YOUR GOAL
Can you pull out every line below that contains the word "cabinet"?

Entries from a point annotation set
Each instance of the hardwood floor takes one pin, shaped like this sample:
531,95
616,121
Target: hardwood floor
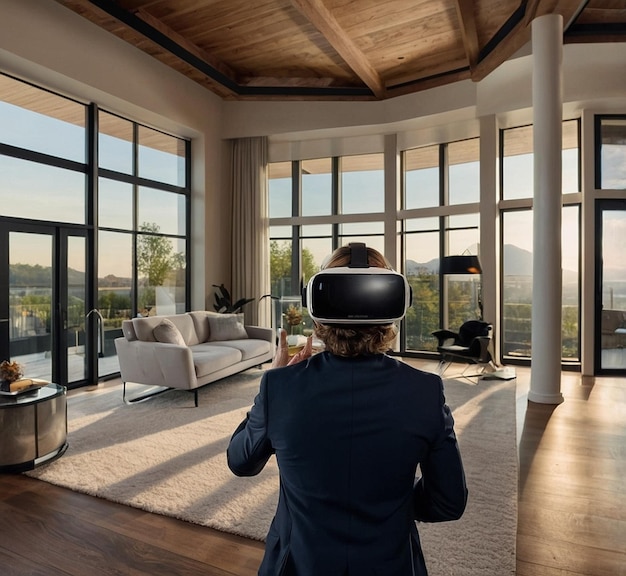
572,506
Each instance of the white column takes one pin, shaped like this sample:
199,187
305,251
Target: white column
392,186
547,46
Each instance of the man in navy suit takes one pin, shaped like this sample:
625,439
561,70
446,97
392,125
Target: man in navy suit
349,427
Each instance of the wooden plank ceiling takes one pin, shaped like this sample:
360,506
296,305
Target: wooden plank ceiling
340,49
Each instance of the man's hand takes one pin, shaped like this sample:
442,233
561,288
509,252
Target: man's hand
281,358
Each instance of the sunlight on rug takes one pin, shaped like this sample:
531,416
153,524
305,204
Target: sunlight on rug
168,457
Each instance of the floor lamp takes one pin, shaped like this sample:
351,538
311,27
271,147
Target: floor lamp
469,264
463,264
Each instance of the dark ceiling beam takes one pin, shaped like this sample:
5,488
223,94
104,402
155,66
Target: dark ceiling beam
193,57
467,21
326,24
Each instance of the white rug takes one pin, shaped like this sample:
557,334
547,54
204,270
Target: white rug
168,457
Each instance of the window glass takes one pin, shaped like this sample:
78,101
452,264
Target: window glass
612,154
115,204
570,253
316,246
463,234
518,175
421,177
161,274
280,189
517,170
115,272
517,260
517,283
161,157
37,120
280,268
464,299
371,233
115,143
421,268
362,184
41,192
464,172
163,210
571,157
316,187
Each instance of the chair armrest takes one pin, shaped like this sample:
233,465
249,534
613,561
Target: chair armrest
479,348
444,335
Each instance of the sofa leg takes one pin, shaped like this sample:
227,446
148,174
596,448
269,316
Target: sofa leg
142,397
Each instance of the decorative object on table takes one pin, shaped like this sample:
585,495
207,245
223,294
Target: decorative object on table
293,317
11,380
223,303
10,371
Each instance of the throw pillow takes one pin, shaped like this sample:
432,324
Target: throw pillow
167,332
226,327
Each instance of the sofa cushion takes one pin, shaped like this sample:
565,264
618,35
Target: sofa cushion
249,348
208,358
144,327
225,327
167,332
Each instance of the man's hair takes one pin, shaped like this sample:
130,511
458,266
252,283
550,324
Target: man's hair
356,340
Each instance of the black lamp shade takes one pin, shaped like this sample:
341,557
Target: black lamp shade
460,265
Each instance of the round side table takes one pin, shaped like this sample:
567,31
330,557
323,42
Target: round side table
33,426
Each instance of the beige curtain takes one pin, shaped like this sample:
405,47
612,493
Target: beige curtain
250,234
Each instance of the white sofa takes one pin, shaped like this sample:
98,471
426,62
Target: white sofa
187,351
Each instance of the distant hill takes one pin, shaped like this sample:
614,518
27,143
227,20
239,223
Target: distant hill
517,262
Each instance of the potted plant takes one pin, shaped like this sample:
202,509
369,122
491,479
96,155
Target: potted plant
223,303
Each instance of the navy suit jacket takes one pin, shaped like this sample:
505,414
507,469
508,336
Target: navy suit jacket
348,434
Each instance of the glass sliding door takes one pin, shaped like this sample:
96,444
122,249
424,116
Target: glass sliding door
610,287
43,302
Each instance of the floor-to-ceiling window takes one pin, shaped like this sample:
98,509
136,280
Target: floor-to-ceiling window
91,233
517,241
315,206
610,224
143,198
440,218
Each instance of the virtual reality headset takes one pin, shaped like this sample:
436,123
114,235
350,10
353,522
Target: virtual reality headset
350,295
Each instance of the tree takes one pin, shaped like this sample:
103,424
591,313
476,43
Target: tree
280,263
156,258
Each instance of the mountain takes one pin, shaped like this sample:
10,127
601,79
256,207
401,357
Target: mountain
517,262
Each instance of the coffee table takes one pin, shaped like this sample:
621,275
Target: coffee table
33,426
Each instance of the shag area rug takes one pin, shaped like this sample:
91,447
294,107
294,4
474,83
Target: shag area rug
168,457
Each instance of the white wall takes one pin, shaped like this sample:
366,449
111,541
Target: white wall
593,75
49,45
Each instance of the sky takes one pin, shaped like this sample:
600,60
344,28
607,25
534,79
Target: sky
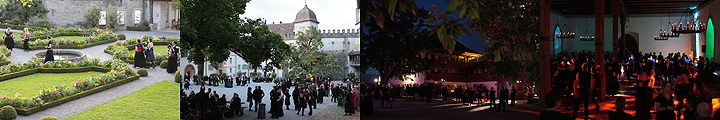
472,41
332,14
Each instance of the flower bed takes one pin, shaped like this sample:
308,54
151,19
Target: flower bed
89,38
123,50
117,73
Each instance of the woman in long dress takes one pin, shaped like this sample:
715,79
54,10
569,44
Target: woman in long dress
139,56
349,108
172,59
9,43
26,40
150,55
49,54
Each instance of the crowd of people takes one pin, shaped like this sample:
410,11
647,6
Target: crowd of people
145,57
467,95
576,80
304,96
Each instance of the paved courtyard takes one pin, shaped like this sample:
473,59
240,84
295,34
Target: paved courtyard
325,111
76,106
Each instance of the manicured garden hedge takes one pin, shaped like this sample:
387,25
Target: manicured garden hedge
117,73
92,37
122,49
138,28
79,95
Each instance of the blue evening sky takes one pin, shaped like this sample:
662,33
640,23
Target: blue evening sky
472,41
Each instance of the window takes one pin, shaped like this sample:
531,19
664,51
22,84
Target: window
138,15
558,42
102,17
710,40
121,17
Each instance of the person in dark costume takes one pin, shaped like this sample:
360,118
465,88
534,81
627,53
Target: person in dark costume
139,56
49,54
664,103
321,94
503,98
349,108
250,98
366,103
172,58
258,94
26,40
512,97
583,83
150,55
302,105
9,42
491,97
296,99
286,92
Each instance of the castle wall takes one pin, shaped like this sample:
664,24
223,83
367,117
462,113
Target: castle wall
71,12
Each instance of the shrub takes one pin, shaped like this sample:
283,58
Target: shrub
71,91
144,23
9,22
163,64
8,112
92,17
178,76
41,24
17,22
121,37
49,118
111,18
142,72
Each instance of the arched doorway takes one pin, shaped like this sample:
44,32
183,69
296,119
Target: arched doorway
558,41
189,68
630,42
710,40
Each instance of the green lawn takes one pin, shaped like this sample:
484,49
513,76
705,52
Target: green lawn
159,49
29,86
68,38
159,101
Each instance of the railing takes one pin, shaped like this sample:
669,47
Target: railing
449,62
354,63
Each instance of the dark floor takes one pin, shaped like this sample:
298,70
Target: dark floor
407,108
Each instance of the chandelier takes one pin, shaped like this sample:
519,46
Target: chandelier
565,33
660,38
688,27
665,34
587,37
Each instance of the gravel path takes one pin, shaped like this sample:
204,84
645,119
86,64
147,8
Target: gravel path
76,106
322,111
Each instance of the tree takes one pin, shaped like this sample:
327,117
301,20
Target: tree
111,18
351,75
510,27
175,4
92,18
307,59
24,9
395,50
213,29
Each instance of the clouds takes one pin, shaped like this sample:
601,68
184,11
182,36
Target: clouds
332,14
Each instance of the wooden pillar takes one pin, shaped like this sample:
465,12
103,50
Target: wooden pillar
599,43
543,87
616,11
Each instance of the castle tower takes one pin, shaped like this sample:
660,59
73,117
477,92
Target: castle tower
304,19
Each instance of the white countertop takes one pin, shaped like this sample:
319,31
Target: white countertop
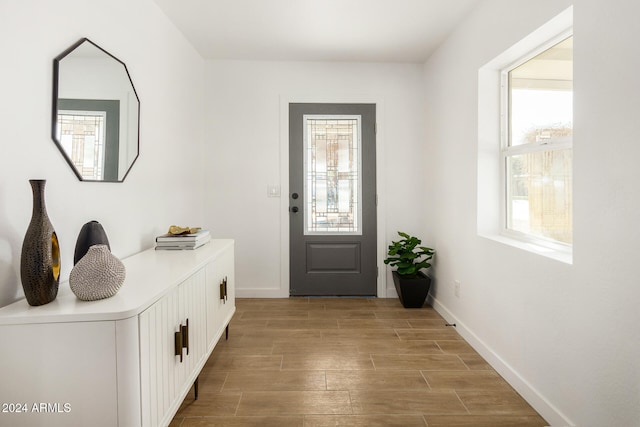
150,275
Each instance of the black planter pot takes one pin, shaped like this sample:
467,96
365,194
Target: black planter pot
412,291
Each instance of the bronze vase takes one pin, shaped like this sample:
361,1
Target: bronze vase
40,260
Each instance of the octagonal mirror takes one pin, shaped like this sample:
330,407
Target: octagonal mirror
96,113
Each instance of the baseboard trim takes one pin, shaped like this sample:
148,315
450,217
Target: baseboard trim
261,293
549,412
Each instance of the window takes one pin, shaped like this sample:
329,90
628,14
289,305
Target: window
537,141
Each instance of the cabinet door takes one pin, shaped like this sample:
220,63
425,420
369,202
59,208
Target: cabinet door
220,306
158,365
165,376
193,309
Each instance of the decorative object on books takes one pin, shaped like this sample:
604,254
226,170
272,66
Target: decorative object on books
40,258
411,284
170,241
177,230
97,275
91,234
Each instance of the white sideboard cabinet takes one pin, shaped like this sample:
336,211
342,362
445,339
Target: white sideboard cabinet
125,361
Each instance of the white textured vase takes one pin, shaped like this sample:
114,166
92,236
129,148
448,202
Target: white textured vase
98,274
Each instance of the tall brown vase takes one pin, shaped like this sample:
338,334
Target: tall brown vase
40,260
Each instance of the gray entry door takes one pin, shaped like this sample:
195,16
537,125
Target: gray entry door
332,199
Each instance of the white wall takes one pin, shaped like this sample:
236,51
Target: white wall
165,185
247,151
563,334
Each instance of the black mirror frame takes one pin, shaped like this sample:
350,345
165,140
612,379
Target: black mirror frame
54,114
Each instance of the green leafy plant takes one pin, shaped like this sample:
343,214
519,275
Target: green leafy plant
407,256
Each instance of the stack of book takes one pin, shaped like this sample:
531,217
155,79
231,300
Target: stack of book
182,241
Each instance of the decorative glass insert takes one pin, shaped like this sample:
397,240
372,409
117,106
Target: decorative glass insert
81,134
332,173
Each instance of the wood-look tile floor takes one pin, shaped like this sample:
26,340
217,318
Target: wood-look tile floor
348,362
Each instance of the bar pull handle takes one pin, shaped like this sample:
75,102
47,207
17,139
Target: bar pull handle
185,336
178,343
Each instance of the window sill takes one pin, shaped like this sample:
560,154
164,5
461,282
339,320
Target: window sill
561,255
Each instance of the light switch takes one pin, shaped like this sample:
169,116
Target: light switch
273,190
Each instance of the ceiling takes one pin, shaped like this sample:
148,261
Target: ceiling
317,30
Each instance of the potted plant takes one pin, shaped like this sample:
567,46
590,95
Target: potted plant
411,283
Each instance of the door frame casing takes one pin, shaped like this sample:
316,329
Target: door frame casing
285,100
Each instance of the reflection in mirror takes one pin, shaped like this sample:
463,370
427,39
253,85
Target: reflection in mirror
96,113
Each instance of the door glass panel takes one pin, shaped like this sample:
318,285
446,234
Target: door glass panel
332,173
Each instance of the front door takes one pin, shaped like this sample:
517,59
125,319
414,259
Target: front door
332,199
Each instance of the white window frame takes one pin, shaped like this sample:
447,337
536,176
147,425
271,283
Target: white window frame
492,134
508,150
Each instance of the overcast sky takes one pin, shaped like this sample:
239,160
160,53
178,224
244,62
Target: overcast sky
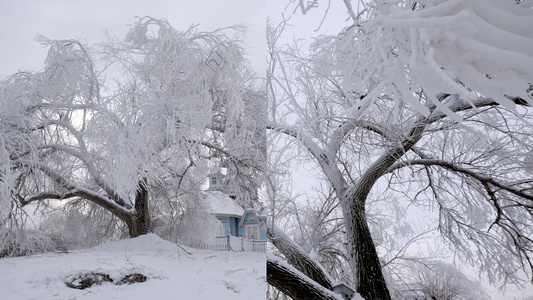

WRITTEN SOLUTION
Each instance of the cabinet door takes one pin, shaped like this sample:
Target: cabinet door
Each instance of the white sideboard cabinet takes one pin, shaped like this sample:
Target: white sideboard cabinet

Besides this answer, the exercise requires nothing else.